- Exercises to complete:
(a) In the passage on COVID-19 boosters, how many times more likely to die than a fully vaccinated person were unvaccinated people, according to the August data?
(b) From the passage on COVID-19 boosters, output the stretch from "Even with that, the" through "fully vaccinated person.", copied without any change.
(c) Does the passage on COVID-19 boosters support each statement below? Answer yes or no for each, and quote the words from the passage that decide it.
(i) The Pfizer booster was approved last month.
(ii) For now, priority is going to boosters for people as young as 40.
(iii) The reports relied on named sources.
** Exercise passage follows **
There is growing concern among health officials that some middle-aged people are getting sick despite being fully vaccinated.

Federal regulators may be getting closer to authorizing COVID-19 booster vaccines for all people as young as 40 years old, according to reports by The Washington Post and CNN. But, for now, priority is being given to extending vaccination authorization to younger children.

Both outlets, citing unnamed sources, report senior federal health officials have been concerned that some middle-aged people are getting sick despite being fully vaccinated, which is prompting the consideration for changing the booster age requirements.

Even with that, the Centers for Disease Control and Prevention said this week that data from August showed unvaccinated people were 6.1 times more likely to test positive and 11.3 times more likely to die than a fully vaccinated person.

The Biden administration over the summer pushed for boosters for all adults, but it was met with resistance from some of nation's top medical advisers

The Pfizer booster, approved last month, was mostly limited to people 65 and older, nursing home residents, people 50 to 64 with chronic health problems once they are six months past their last Pfizer dose and people in jobs or living conditions that put them at higher risk, such as health care workers and teachers.
** End of Exercise passage **
** Collected material follows **
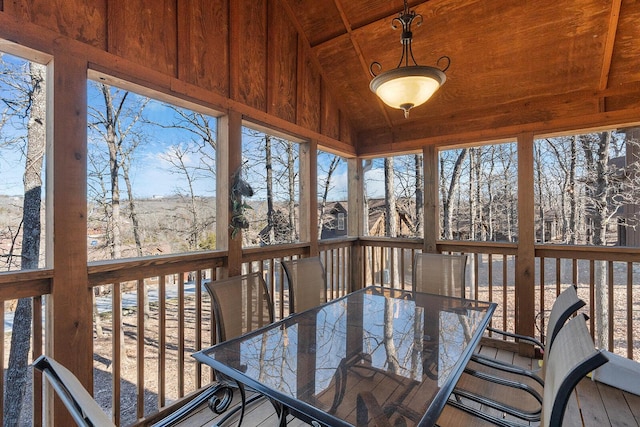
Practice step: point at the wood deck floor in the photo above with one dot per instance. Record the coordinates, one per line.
(592, 404)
** End of Collected material **
- Answers for the tasks:
(a) 11.3 times more likely.

(b)
Even with that, the Centers for Disease Control and Prevention said this week that data from August showed unvaccinated people were 6.1 times more likely to test positive and 11.3 times more likely to die than a fully vaccinated person.

(c)
(i) Yes: "The Pfizer booster, approved last month"
(ii) No: "But, for now, priority is being given to extending vaccination authorization to younger children."
(iii) No: "citing unnamed sources"